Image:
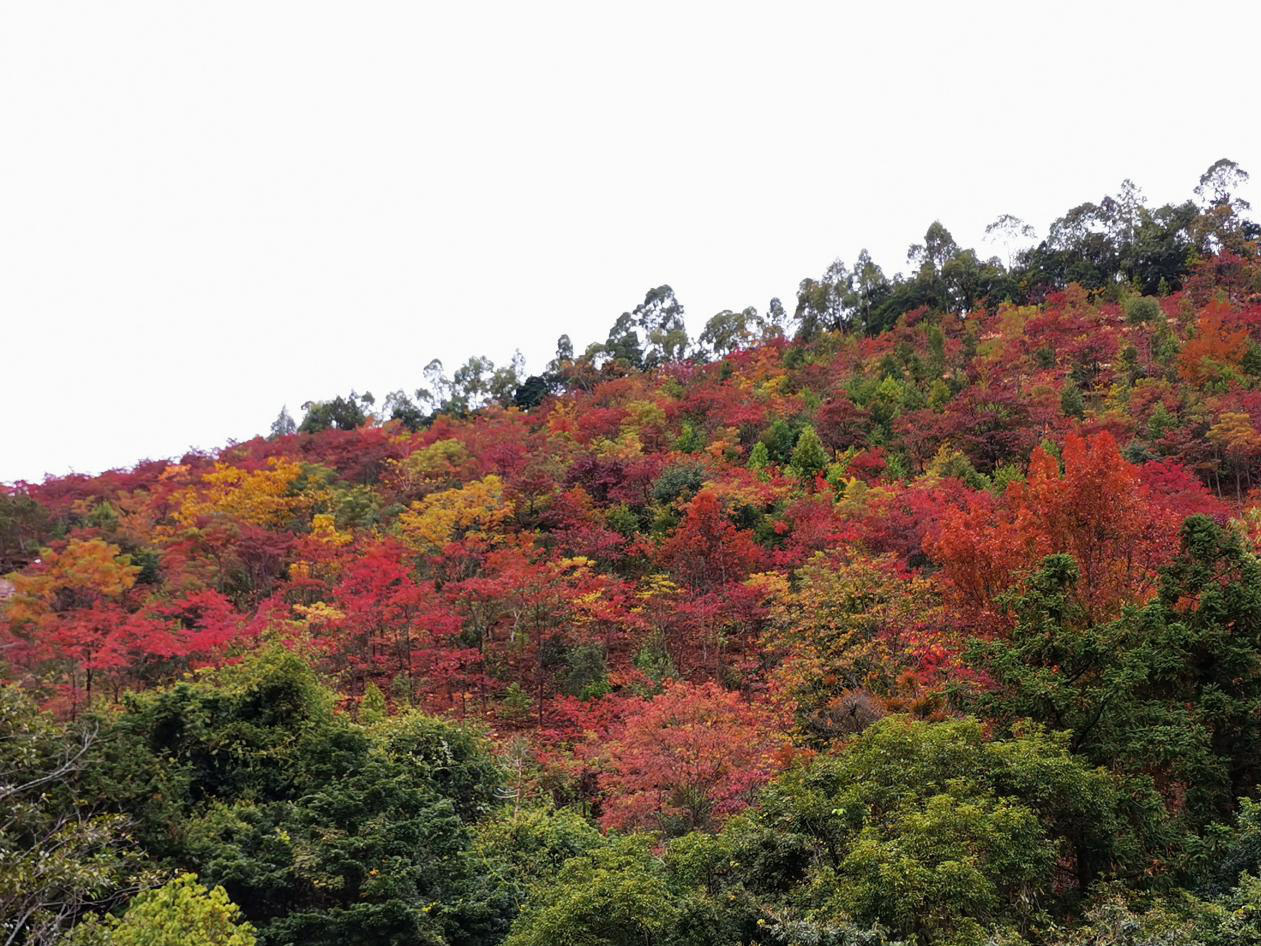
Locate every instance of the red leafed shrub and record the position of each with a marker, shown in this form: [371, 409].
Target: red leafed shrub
[687, 759]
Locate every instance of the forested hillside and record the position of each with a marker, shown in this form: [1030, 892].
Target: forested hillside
[926, 613]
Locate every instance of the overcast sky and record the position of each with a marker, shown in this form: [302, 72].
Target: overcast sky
[209, 210]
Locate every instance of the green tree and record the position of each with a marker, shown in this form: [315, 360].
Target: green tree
[808, 457]
[1172, 690]
[179, 913]
[62, 853]
[618, 894]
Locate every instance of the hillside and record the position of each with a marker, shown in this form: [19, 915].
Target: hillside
[928, 614]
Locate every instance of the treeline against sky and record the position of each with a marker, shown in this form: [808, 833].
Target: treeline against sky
[928, 614]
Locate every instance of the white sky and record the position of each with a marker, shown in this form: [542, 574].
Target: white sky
[209, 210]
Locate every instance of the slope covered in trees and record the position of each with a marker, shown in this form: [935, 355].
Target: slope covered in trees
[929, 613]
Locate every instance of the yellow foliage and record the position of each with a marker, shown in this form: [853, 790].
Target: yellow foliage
[627, 447]
[656, 585]
[260, 497]
[431, 466]
[83, 572]
[472, 510]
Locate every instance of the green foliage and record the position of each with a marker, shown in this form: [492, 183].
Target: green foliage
[372, 705]
[759, 457]
[618, 894]
[690, 440]
[1143, 309]
[1072, 402]
[677, 483]
[808, 457]
[1174, 688]
[179, 913]
[323, 831]
[59, 854]
[527, 848]
[779, 439]
[937, 834]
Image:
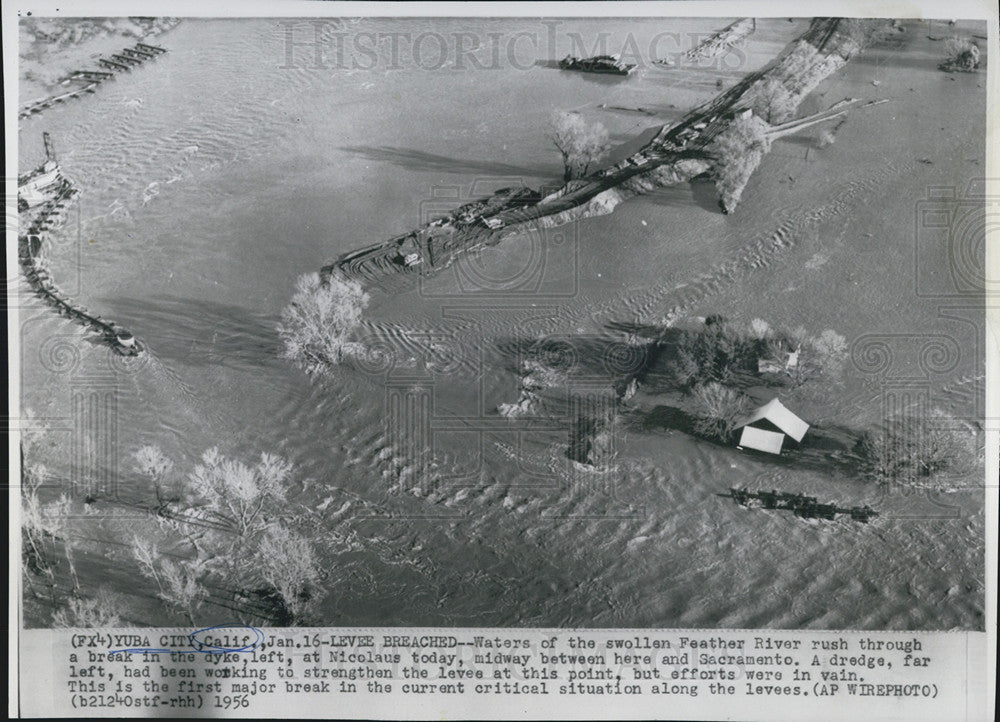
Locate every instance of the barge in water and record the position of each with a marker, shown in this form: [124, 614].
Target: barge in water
[43, 195]
[611, 64]
[808, 507]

........

- **What you will do**
Update the records above by replacing each "marker" with "point" and leave every other line as it stands. Leave the pictures out of your copy.

- **Correct result**
Image:
Locate every instance of the red leafed shrub and record the position of each with a point, shown in this form: [371, 409].
Target: red leafed shrub
[687, 759]
Locate every instance of the forested hillside and record the position of each with a point, shown in this form: [1030, 892].
Target: forested hillside
[926, 613]
Locate every instance of the overcast sky and record the position of each with a point, shown in this form: [302, 72].
Target: overcast sky
[209, 210]
Locate every instance of the green tree and record the position of each with a point, shown in this form: [315, 360].
Target: green tree
[808, 457]
[1172, 690]
[179, 913]
[62, 853]
[618, 894]
Locate every instance of the hillside and record the position of each with a point, shown in this form: [19, 915].
Target: hillside
[928, 614]
Locate every instance of the treeline against sky and record the position of each with a point, shown in this form: [808, 833].
Target: treeline against sky
[928, 614]
Locate every instance of the white sky and record the position of each with a point, shown in this form: [542, 574].
Target: white sky
[209, 210]
Locate every instance of the slope covered in trees and record the position of each with a point, shown in this form: [935, 355].
Target: slope covered in trees
[929, 613]
Locate every instance of the yellow foliage and record the position of each with a point, shown in this form: [853, 790].
Target: yellow foliage
[627, 447]
[656, 585]
[260, 497]
[431, 466]
[83, 572]
[472, 510]
Locate every instance of the green foliage and record the position of each with a point, shown in this form: [492, 183].
Target: green foliage
[372, 705]
[759, 457]
[618, 894]
[690, 440]
[1143, 309]
[1072, 402]
[677, 483]
[808, 457]
[1174, 688]
[179, 913]
[323, 831]
[59, 854]
[527, 848]
[779, 439]
[937, 834]
Image:
Locate every instance of the barge in water and record the position of each with a point, shown in this form: [124, 614].
Target: barge in water
[43, 195]
[611, 64]
[808, 507]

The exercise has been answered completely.